Exercise requirements:
(a) Please list everything the post about Jeff says he didn't like.
(b) According to the post about Jeff, what was the writer to him?
(c) In the post about Jeff, switch "comforting" to "soothing" and give the stretch from "Since Jeff's death I" through "and almost forgotten.".

Passage shown:
I have worried since Jeff's death that he didn't know how much I loved him. The stupid things I did and the things I took for granted have weighed so heavily on my mind. I have felt terribly and guilty for the things that I complained about and the issues I thought were important.
Since Jeff's death I have realized that these 'things' were nothing. Not important. Not worth the words or the breath I used to express them.
I have always known Jeff loved me. I have always felt his comforting presence and his teddy bear gentleness when it came to 'us'. I have never doubted that he loved me and I was his 'Snuggles'.
A friend recently expressed her worry that when she dies, it will be after she has lost her patience, yelled or been in a generally foul mood. She worried that this would be the last thing her kids or husband remembered about her. I assured her that it wouldn't. That they'd remember all of her and those times of stress and anger would be forgiven and almost forgotten.
I told her of the last few minutes I had with Jeff before he died. He had been an ASS. He had told the doctor that he thought I was hoping he was having a heart attack so I could 'be right'. I had replied, "No, Jeff. I am concerned about you. I am worried and I want to find out what is wrong."
Jeff didn't like going to doctors. He didn't like to admit that anything was wrong. He could be combative and angry trying to dissuade me from taking him to a doctor. Years ago, he once told me that he would leave me if I took him to the hospital again after he had passed out on the floor and was turning blue. It became the source of laughter just days later. But it didn't mean he didn't love me. It meant he didn't like going to the doctor. He didn't like being 'told what to do'. As simple as that.
Since telling my friend about these incidents, I have been thinking about it. I am realizing that even though I have had my complete 'ass' moments, Jeff most likely had the same feelings about me. That I am human. I obsess about ridiculousness much to my detriment just as he did. Even though he was angry with me for dragging him to the doctor, I was there. I was trying to save his life. I loved him enough to go up against his defiance and fury to find out what was wrong. Even after he used these angry words, I tried to save him. I would have no matter what he ever said, did or was. I knew he loved me. And I loved him. He died in my arms as I tried to save him. And, now, I am sure he knew I loved him. And it is a relief. I can let go of my guilt. I can realize I am human and like everyone else, I am imperfect. He loved me despite of it all. And I loved him despite any of his faults. And he knew.
Fourteen.
2 years ago
12 comments:
perhaps writing this post was very therapeutic. your tone changed as it went on and i'm glad by the end you realized Jeff adored you & knew how very much you loved and cared for him. if he had to die, i'm positive he did it in the only place he'd want to be, in your arms.
*big warm hugs to you today, keep breathing*
i agree with marissa - your tone did change - and i am not sure if you realized it while writing, but you (thankfully) came to an accurate conclusion. he knew. what you feel for him was SHARED.
you had a love that many are not lucky enough to find. he loved you and you him - warts and all. : )
it is lovely to hear you feel more secure (but you can still break down as often as needed!) - you are doing an amazing job.
What a comfort it must have been to him to die in your arms. He must have been scared and by that time knew something was terribly wrong. We should all be so lucky to die in the arms of someone who loves us, but I bet very few of us will have this.
Your writing is still so poignant. You have a lot of talent in being creative.

Record set:
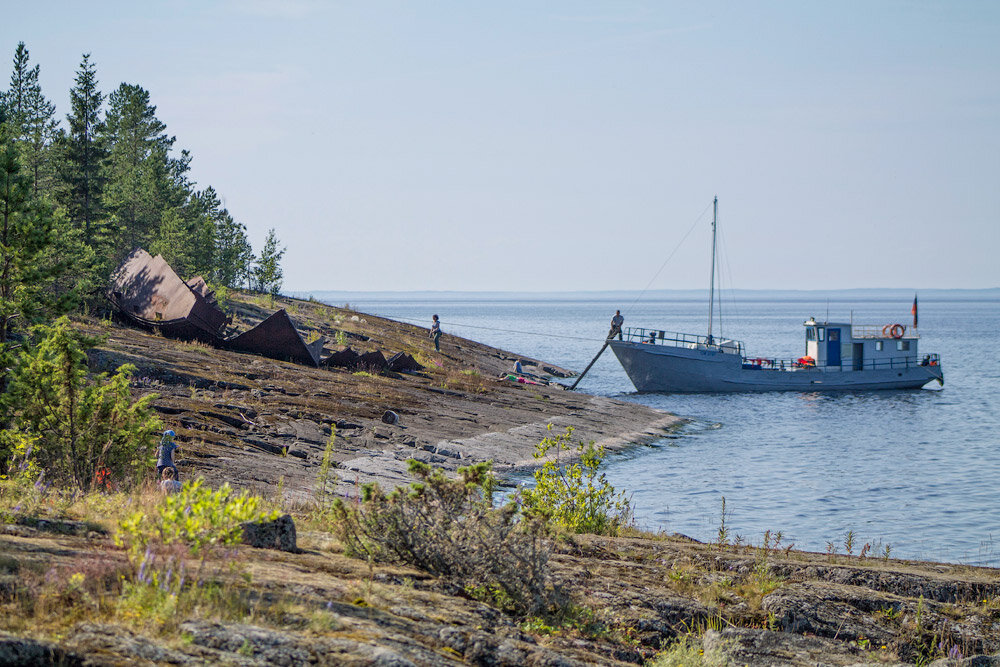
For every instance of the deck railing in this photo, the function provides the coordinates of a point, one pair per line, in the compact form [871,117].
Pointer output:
[929,360]
[675,339]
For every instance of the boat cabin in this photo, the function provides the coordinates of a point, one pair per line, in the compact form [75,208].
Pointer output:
[862,347]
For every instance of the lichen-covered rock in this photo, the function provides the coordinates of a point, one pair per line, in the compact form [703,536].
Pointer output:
[278,534]
[748,646]
[25,651]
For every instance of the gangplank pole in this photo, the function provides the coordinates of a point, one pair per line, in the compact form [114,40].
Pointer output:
[592,361]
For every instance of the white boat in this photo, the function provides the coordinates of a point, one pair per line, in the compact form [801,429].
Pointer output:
[838,356]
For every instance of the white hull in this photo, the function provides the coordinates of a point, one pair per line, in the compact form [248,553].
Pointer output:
[666,368]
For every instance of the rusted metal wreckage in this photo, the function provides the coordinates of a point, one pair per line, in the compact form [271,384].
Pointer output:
[146,291]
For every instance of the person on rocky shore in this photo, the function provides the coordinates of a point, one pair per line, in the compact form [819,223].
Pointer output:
[616,325]
[169,484]
[165,454]
[436,333]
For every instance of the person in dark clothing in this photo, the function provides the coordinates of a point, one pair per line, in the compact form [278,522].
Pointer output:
[436,333]
[165,454]
[616,325]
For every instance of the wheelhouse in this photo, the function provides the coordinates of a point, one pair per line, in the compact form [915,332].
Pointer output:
[863,347]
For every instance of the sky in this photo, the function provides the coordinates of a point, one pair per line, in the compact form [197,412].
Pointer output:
[549,146]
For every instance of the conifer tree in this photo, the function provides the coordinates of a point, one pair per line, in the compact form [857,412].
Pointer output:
[267,272]
[82,154]
[42,259]
[33,119]
[173,241]
[89,430]
[137,169]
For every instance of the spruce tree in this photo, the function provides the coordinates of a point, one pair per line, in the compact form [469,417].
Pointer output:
[33,119]
[137,170]
[42,259]
[267,272]
[82,154]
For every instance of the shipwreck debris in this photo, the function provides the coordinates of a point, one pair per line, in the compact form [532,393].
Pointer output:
[277,338]
[147,292]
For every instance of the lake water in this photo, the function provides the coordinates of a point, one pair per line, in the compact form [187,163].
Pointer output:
[917,470]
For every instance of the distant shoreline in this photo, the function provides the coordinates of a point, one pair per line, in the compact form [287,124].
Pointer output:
[868,294]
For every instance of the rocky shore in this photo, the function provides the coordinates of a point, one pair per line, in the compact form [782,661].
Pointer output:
[266,425]
[255,421]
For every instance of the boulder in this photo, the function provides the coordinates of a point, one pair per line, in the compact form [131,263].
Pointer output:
[278,534]
[373,361]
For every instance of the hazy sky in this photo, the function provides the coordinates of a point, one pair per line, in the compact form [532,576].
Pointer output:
[462,145]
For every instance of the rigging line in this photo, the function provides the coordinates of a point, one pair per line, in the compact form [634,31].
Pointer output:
[726,271]
[669,257]
[412,320]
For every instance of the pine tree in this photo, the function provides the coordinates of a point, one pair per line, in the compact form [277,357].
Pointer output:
[267,272]
[42,259]
[33,119]
[89,430]
[138,169]
[173,240]
[82,155]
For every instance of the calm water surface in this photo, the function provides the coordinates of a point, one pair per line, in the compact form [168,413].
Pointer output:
[917,470]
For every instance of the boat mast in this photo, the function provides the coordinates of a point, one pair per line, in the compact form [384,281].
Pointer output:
[711,283]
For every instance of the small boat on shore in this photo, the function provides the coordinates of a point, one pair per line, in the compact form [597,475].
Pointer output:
[838,356]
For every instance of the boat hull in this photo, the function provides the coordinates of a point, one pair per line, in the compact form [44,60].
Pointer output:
[664,368]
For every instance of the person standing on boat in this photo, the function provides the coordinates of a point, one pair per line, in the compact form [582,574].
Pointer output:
[616,325]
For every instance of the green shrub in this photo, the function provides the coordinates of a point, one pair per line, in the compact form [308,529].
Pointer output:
[88,430]
[195,521]
[449,527]
[576,496]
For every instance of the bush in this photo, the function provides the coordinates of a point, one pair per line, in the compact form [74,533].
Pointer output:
[449,527]
[89,431]
[576,497]
[196,520]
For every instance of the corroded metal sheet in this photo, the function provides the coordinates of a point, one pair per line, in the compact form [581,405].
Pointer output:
[277,338]
[146,289]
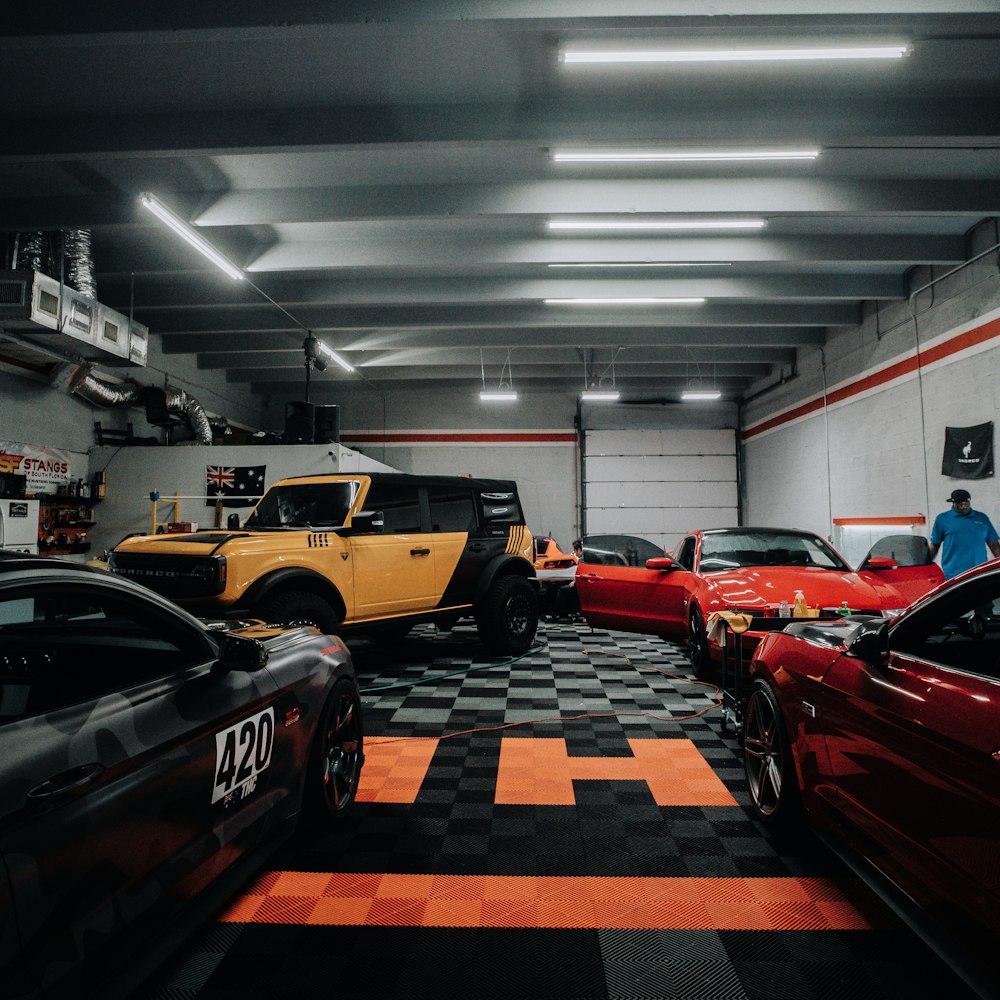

Exercise answers:
(a)
- Going to doctors
- Admitting that anything was wrong
- Being "told what to do"

(b) His "Snuggles."

(c)
Since Jeff's death I have realized that these 'things' were nothing. Not important. Not worth the words or the breath I used to express them.
I have always known Jeff loved me. I have always felt his soothing presence and his teddy bear gentleness when it came to 'us'. I have never doubted that he loved me and I was his 'Snuggles'.
A friend recently expressed her worry that when she dies, it will be after she has lost her patience, yelled or been in a generally foul mood. She worried that this would be the last thing her kids or husband remembered about her. I assured her that it wouldn't. That they'd remember all of her and those times of stress and anger would be forgiven and almost forgotten.